§ **EXERCISE OBJECTIVE**
Copy every line of the records below, requests included, adding 53 to each x and y coordinate in the answers. Leave the pictures out.

§ **DATA LINES**
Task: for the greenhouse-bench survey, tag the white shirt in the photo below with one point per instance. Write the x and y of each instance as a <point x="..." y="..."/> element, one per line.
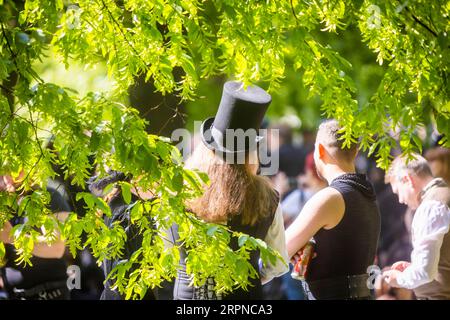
<point x="275" y="239"/>
<point x="430" y="223"/>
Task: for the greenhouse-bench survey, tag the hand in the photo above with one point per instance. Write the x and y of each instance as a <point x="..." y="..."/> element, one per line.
<point x="400" y="265"/>
<point x="300" y="255"/>
<point x="391" y="276"/>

§ **WRITTEN REPLY**
Task: for the greenhouse-bench survey, tag the white shirt in the photo below with one point per instance. Write the x and y of each instance as a <point x="..." y="..."/> element, one per line.
<point x="328" y="292"/>
<point x="483" y="276"/>
Task: for the greenhouse-bench survey, tag the hand in the photo above with one point per instance. Write the x and y of each instance as a <point x="..." y="..."/> element, one per line.
<point x="453" y="318"/>
<point x="353" y="308"/>
<point x="444" y="329"/>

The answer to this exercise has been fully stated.